--- WHAT IS BEING ASKED ---
Rewrite only the items from the line containing "doorway, dropping a point on every instance." through the end of the items, keeping the requests, and raise each x and y coordinate in the answers by 23.

--- AVAILABLE DATA ---
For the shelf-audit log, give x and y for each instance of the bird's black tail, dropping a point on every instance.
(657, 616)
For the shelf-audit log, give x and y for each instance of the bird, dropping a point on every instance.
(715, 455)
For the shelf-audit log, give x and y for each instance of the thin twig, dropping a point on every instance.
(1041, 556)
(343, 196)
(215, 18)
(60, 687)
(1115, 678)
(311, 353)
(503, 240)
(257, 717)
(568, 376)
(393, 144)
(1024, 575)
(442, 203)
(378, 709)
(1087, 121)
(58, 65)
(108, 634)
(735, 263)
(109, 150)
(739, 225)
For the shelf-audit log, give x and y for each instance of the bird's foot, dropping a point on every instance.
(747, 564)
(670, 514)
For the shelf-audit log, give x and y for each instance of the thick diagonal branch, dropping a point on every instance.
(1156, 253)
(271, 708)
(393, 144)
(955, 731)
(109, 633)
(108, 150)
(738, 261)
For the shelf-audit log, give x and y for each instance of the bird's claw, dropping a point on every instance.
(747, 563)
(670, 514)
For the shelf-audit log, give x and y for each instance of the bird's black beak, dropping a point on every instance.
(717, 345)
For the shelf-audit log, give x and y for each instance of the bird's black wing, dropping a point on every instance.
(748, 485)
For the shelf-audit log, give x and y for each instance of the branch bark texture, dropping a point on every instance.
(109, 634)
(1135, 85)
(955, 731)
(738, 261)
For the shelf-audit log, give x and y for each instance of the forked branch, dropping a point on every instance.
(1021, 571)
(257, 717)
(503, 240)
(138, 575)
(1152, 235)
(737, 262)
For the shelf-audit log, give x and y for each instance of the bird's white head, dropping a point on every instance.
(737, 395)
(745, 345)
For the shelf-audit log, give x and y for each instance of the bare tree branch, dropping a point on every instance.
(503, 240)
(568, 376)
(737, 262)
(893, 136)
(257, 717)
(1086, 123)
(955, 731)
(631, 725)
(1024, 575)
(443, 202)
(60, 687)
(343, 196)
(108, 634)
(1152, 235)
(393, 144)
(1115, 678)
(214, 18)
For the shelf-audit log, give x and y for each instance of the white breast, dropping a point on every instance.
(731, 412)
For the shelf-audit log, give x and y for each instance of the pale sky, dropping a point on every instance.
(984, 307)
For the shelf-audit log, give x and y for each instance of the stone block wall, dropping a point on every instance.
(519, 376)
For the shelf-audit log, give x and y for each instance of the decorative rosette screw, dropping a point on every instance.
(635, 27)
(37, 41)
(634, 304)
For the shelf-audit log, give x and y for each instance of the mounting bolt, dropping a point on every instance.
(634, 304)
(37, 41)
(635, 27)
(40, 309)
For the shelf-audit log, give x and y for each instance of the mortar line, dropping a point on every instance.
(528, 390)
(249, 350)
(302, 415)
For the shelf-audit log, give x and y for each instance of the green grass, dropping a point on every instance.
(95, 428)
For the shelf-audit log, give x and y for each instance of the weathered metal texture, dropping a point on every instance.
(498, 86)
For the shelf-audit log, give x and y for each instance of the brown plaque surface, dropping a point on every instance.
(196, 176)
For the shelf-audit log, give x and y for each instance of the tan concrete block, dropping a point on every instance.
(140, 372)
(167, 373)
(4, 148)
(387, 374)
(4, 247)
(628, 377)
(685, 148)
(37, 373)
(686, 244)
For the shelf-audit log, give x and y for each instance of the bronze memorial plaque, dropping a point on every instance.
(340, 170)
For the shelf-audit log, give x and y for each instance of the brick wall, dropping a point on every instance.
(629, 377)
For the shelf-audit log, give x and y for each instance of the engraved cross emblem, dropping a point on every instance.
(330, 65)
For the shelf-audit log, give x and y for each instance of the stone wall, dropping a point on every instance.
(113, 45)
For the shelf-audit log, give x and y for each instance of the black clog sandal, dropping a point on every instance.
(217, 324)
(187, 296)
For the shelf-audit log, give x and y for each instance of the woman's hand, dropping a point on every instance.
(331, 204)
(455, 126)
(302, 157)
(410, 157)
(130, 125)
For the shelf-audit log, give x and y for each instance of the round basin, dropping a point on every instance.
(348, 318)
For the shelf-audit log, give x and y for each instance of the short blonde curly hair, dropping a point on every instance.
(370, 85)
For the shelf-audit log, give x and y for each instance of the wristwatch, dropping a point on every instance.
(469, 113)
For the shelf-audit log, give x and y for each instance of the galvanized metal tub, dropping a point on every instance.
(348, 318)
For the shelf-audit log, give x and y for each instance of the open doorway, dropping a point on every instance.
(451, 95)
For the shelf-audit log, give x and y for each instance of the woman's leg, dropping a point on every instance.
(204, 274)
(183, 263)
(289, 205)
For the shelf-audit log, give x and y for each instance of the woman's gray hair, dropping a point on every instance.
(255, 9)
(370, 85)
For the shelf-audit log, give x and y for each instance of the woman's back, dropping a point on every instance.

--- REPLY ---
For the shelf-audit log, give x and y for each instance of the open doorway, dropping a point on every instance.
(474, 118)
For the shelf-audit log, give x and y for each instance of the woman's leg, dropping a point on every instance.
(227, 297)
(206, 286)
(312, 228)
For the shelf-audit log, give x and y for each instance of the woman's gray hair, dropping a point on every instance.
(278, 32)
(393, 108)
For the shelf-audit log, give x and y for each instance of the woman's back, dropping a point on every instance.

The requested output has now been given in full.